* **本文の抜粋**:

4/24-27 京都

4/24(日)
朝仕事を済ませて在来線で京都に向かう。
大徳寺に直行し、特別公開中の聚光院にて方丈庭園、狩野松栄・永徳の襖絵、利休好みの茶室を見る。庭園は永徳が下絵を描き利休が作庭したものと伝えられているそうだが、一面に杉苔が敷き詰められている中に石組、石橋、沙羅の木が配置されているのが独特。案内の方より、茶室の庭は心を清めるための道程であるが、それ以上にお点前の後、帰り際に躙り口から見られる景色が重要であるという話を聞く。
その後、大仙院の枯山水・方丈庭園、興臨院の玄関などを見ていると既に拝観可能な時間が過ぎる。北大路から鴨川の土手を歩いて河原町のホテルに行き、妻と合流する。

4/25(月)
9時から桂離宮の拝観。12年ぶり2度目だが、まったく信じられない場所。趣味のレベルの高さ、予算の莫大さ、それでいて華美にならない慎ましさ、考え抜かれた視線の設計。日本式の庭園に飢えていたがそれを遥か通り越してしまった。新緑が綺麗なことは言うまでもないがツツジの紅が緑の中に映え、春であっても紅葉のよう。歩きながらふざけてフランス語で「あんくろわいや〜ぶる(信じられない)」とか言っていたのだが、外国人参拝客の言葉を聞いていたらフランス語だった。そういえば今フランスはまたバカンス期間だった。宮内庁の方の案内は日本語だけなので彼らはオーディオガイドを渡されて、退屈そうに日本人が移動するのを待っていた。あれならむしろ耳を開放して自力で味わったほうが良いのでは。
次の予定まで時間があったので松尾大社に立ち寄る。来たことがあったか確かではなかったが、庭園を見て思い出す。商売じみていて嫌な神社だ。
昼食を食べて昼過ぎから仙洞御所の拝観。噺家でも目指していたのではないかという宮内庁の案内の方がとにかく喋り倒して説明してくれた。もとは小堀遠州の作庭だが京都御所全体が全焼しているため、池の岸の一部以外はほぼ面影は無いとのこと。
夜はセルビアで作家をしているHさん(一時帰国中)に会い、個性的な飲み屋で一杯。

4/26(火)

* **提供データ**:

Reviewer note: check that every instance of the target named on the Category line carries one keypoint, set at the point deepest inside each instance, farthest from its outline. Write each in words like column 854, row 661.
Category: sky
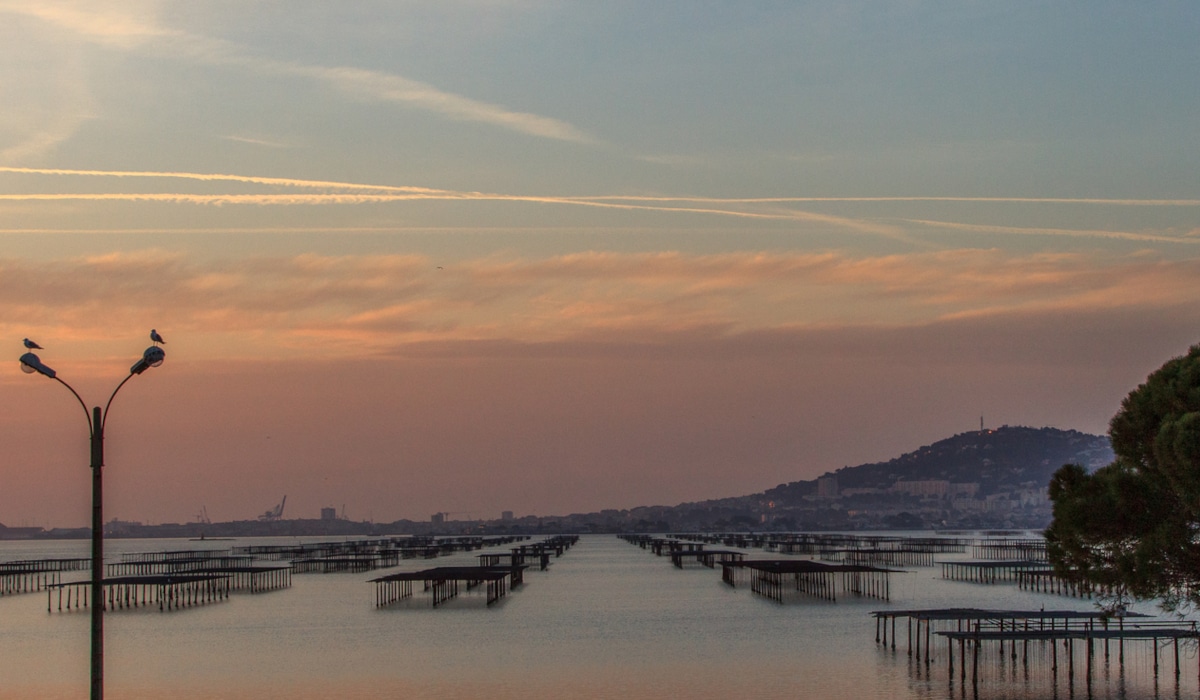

* **課題の要件**:
**a)** 京都の日記の「次の予定まで時間があったので」から「夜はセルビアで作家をしているHさん(一時帰国中)に会い、個性的な飲み屋で一杯。」までを、終わりの語句も含めてそのまま引用すること。
**b)** 京都の日記にある「次の予定まで時間があったので松尾大社に立ち寄る。」という一文を英語に訳すこと。

* **課題別の解答**:
**a)**
次の予定まで時間があったので松尾大社に立ち寄る。来たことがあったか確かではなかったが、庭園を見て思い出す。商売じみていて嫌な神社だ。
昼食を食べて昼過ぎから仙洞御所の拝観。噺家でも目指していたのではないかという宮内庁の案内の方がとにかく喋り倒して説明してくれた。もとは小堀遠州の作庭だが京都御所全体が全焼しているため、池の岸の一部以外はほぼ面影は無いとのこと。
夜はセルビアで作家をしているHさん(一時帰国中)に会い、個性的な飲み屋で一杯。

**b)** I had some time before my next plans, so I stopped by Matsuo Taisha.